___ RAW RECORDS
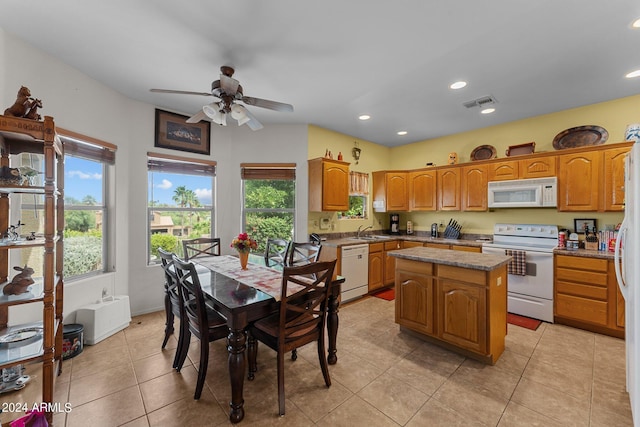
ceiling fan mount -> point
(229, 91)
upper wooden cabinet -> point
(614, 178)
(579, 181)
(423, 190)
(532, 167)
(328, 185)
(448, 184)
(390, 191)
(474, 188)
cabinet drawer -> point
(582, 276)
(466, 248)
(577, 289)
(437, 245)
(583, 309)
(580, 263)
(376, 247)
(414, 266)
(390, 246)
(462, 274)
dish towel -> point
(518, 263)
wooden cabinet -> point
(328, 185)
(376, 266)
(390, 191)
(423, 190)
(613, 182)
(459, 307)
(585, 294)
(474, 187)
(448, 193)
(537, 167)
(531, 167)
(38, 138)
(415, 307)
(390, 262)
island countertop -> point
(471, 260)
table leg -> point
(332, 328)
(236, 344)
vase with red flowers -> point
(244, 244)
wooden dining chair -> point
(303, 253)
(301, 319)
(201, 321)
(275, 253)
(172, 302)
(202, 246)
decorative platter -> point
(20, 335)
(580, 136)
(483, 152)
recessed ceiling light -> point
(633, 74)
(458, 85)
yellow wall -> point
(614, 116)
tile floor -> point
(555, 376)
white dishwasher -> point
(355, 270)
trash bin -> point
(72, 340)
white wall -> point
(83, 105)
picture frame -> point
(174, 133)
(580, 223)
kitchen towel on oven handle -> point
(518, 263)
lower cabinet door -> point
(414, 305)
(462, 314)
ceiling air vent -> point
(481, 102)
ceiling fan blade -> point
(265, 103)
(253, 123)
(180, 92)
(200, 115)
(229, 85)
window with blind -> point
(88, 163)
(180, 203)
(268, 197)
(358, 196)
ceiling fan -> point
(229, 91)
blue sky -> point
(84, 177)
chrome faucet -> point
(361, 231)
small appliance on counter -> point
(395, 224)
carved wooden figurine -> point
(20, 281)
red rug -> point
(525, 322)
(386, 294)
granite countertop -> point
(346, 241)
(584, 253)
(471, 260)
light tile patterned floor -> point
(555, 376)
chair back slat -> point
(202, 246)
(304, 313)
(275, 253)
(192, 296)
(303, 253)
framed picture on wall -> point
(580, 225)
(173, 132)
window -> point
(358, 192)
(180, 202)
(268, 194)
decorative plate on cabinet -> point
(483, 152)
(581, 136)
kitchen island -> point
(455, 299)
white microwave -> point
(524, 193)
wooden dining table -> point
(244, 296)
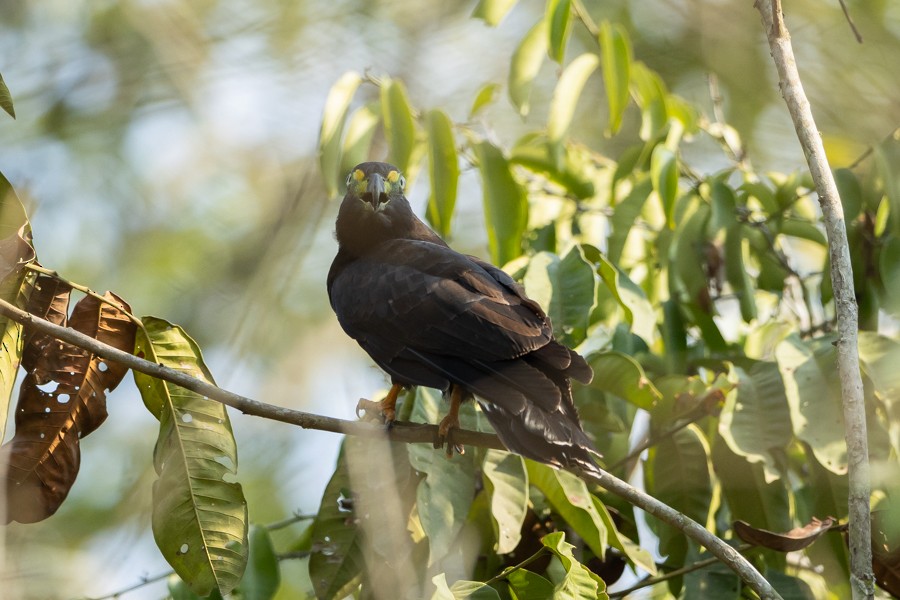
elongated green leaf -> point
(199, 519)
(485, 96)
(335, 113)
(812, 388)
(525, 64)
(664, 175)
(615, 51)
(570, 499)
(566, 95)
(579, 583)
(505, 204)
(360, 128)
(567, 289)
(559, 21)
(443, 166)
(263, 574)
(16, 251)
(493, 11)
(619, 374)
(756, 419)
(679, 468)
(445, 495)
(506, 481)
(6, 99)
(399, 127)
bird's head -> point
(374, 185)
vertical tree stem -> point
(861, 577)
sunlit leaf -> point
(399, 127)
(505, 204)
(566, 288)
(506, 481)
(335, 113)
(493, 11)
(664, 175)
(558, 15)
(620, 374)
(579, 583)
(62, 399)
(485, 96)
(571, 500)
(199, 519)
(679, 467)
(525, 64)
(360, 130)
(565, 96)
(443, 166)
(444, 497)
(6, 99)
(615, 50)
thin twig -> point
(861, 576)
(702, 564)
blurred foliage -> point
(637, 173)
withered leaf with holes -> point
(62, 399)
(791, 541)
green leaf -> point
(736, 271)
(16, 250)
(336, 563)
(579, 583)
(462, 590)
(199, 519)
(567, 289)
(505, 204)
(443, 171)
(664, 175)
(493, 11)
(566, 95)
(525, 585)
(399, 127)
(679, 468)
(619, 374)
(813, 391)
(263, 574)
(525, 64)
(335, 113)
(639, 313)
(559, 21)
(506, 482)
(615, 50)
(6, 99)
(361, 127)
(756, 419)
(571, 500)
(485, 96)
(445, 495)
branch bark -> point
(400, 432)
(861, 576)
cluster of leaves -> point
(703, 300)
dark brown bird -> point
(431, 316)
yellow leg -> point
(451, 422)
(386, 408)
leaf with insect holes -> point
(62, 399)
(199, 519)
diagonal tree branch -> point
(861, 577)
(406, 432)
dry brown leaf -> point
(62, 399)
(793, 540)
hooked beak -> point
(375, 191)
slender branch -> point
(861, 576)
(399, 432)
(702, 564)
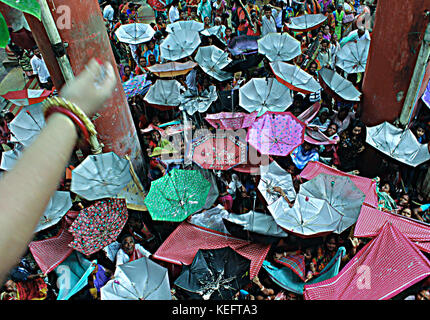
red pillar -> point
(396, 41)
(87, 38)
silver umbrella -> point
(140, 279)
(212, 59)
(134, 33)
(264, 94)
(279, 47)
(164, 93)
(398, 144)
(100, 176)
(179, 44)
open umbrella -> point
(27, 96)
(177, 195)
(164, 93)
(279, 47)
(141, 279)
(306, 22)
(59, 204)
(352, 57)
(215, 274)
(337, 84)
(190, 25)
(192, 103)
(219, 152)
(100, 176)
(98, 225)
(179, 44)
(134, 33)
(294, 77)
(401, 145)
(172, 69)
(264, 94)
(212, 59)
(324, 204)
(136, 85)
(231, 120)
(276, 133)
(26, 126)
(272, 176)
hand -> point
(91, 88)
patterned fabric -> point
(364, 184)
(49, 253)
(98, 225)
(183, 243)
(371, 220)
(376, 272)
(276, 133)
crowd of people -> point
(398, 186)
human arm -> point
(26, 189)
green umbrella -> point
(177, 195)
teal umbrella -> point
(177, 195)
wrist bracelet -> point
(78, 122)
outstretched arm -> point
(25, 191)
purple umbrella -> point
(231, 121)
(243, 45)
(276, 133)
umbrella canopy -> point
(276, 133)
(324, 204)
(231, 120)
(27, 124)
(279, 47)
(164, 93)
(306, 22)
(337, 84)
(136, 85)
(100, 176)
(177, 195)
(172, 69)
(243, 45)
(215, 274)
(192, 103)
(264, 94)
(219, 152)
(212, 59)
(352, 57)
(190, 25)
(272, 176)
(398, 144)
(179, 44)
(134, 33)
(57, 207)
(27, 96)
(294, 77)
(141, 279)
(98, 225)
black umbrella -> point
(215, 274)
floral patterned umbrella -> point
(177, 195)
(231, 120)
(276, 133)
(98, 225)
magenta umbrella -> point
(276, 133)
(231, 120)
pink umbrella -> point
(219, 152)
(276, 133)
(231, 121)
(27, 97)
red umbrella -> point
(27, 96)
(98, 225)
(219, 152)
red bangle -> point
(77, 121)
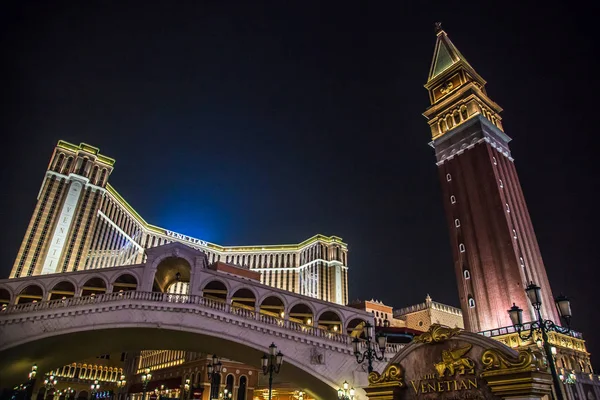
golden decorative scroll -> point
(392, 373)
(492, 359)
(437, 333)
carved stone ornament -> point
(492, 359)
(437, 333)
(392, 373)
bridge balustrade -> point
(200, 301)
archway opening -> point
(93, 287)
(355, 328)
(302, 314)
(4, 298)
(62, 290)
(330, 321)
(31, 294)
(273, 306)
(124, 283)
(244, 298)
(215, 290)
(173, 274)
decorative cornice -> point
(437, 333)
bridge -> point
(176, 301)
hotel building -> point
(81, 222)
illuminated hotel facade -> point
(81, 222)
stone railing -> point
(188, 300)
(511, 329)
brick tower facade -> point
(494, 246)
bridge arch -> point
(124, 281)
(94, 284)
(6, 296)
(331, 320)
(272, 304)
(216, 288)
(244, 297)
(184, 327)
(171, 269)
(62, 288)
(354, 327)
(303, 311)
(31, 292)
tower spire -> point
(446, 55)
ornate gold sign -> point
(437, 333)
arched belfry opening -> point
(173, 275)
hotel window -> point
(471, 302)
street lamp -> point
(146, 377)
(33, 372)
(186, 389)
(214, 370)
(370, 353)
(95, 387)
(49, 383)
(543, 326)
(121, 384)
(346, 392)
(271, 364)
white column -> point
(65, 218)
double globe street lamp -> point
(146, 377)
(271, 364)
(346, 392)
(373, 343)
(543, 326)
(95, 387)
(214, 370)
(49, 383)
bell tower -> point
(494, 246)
______
___ RAW RECORDS
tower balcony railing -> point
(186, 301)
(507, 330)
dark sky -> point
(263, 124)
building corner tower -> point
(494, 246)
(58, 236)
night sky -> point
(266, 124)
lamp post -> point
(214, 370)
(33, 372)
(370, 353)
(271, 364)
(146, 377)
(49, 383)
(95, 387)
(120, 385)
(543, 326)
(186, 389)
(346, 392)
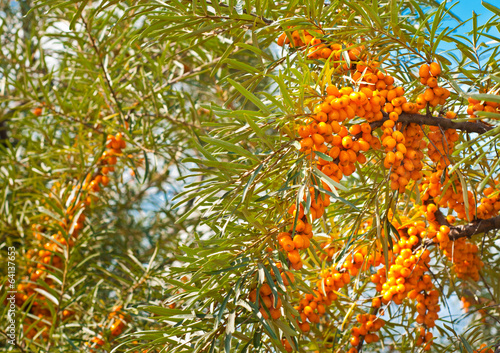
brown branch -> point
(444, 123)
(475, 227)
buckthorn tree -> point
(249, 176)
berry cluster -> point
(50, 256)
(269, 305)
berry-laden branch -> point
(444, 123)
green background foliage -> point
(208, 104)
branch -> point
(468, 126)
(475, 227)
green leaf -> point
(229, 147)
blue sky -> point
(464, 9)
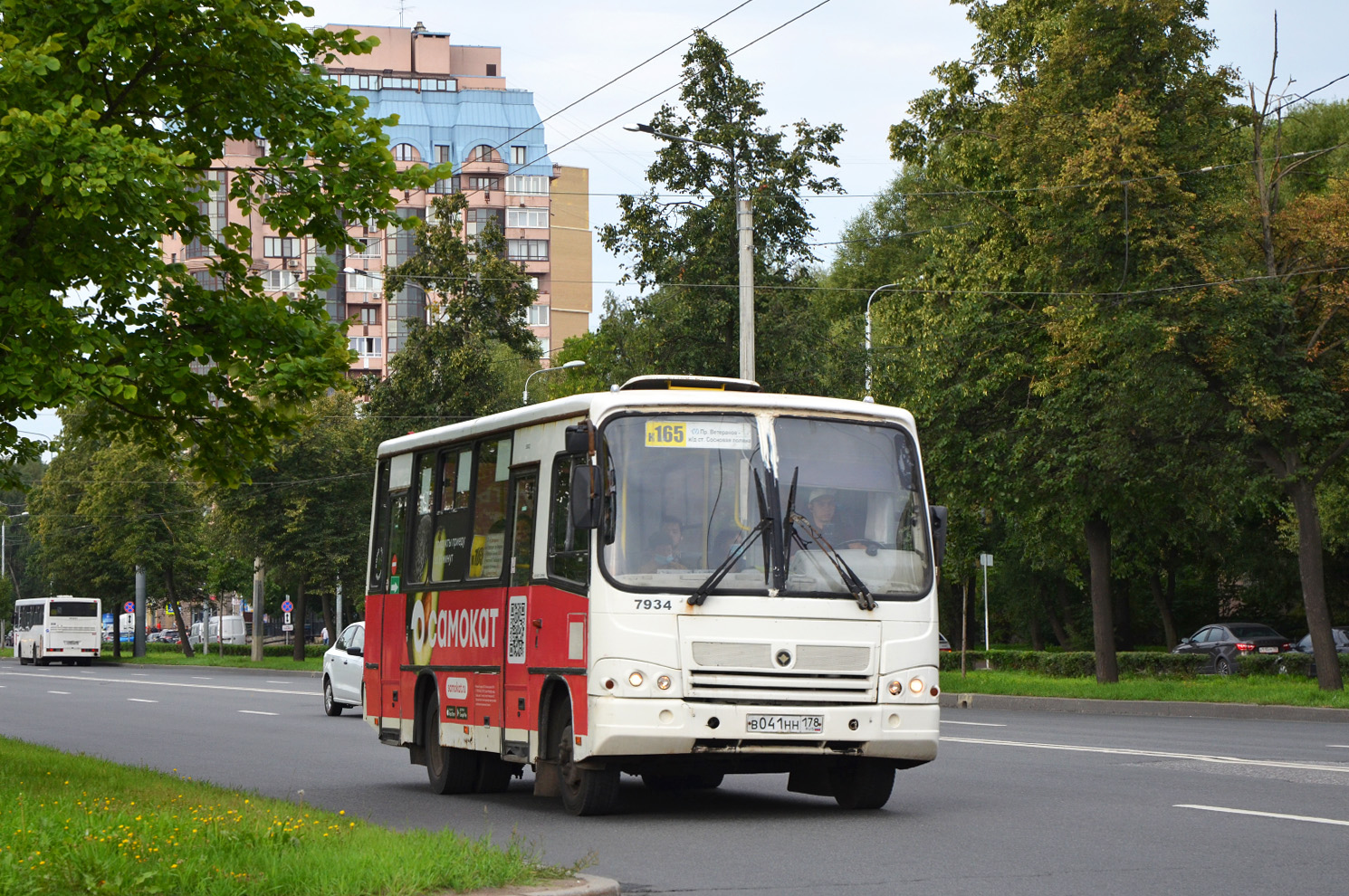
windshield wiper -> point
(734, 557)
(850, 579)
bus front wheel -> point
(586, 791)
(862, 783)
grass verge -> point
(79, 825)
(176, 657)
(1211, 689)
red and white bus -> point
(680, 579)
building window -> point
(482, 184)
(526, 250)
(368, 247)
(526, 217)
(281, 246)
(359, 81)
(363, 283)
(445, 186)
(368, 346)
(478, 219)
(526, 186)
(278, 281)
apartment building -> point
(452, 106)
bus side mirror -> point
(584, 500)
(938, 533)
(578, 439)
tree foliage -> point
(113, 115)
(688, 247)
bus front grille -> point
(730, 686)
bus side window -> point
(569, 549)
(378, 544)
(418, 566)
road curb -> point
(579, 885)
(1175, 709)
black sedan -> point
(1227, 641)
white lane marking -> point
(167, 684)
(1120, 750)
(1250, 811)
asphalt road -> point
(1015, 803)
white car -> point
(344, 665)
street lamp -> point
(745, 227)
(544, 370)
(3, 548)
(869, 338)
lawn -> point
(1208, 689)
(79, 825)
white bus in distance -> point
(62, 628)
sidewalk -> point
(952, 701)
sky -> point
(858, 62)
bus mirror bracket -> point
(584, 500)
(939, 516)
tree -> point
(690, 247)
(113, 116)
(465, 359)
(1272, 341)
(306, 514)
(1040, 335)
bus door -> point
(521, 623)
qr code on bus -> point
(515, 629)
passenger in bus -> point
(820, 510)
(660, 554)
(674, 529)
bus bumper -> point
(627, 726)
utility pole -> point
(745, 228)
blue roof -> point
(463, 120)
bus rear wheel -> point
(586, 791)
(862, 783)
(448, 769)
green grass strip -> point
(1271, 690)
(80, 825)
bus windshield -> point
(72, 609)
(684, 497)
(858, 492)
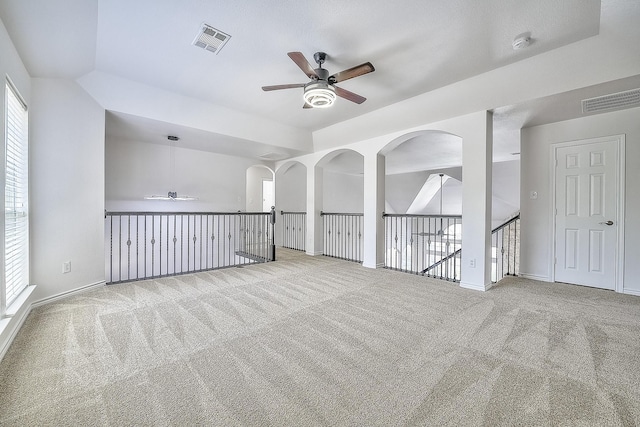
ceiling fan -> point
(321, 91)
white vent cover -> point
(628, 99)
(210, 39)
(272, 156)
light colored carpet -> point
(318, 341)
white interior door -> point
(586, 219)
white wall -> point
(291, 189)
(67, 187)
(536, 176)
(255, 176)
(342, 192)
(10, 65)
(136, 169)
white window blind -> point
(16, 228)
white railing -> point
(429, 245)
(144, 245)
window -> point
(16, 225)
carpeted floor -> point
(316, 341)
______
GIVEN TASK:
Express everything in the listing above from the line containing "grass verge -> point" down to the line containing "(1015, 803)", both included, as a JSON list of strings with one string per line and blank lines omitted.

SOLUTION FOR THIS TASK:
[
  "grass verge -> point",
  "(79, 825)",
  "(176, 657)",
  "(1211, 689)",
  "red and white bus -> point",
  "(680, 579)",
  "building window -> point",
  "(482, 184)",
  "(526, 250)",
  "(368, 247)",
  "(526, 217)",
  "(281, 246)",
  "(359, 81)",
  "(363, 283)",
  "(445, 186)",
  "(368, 346)",
  "(478, 219)",
  "(526, 186)",
  "(278, 281)",
  "apartment building -> point",
  "(452, 106)",
  "bus side mirror -> point",
  "(584, 500)",
  "(938, 533)",
  "(578, 439)",
  "tree foliage -> point",
  "(113, 115)",
  "(688, 247)",
  "bus front grille -> point",
  "(730, 686)",
  "bus side window -> point",
  "(569, 549)",
  "(378, 544)",
  "(418, 566)",
  "road curb -> point",
  "(579, 885)",
  "(1175, 709)",
  "black sedan -> point",
  "(1227, 641)",
  "white lane marking -> point",
  "(167, 684)",
  "(1120, 750)",
  "(1250, 811)",
  "asphalt road -> point",
  "(1015, 803)"
]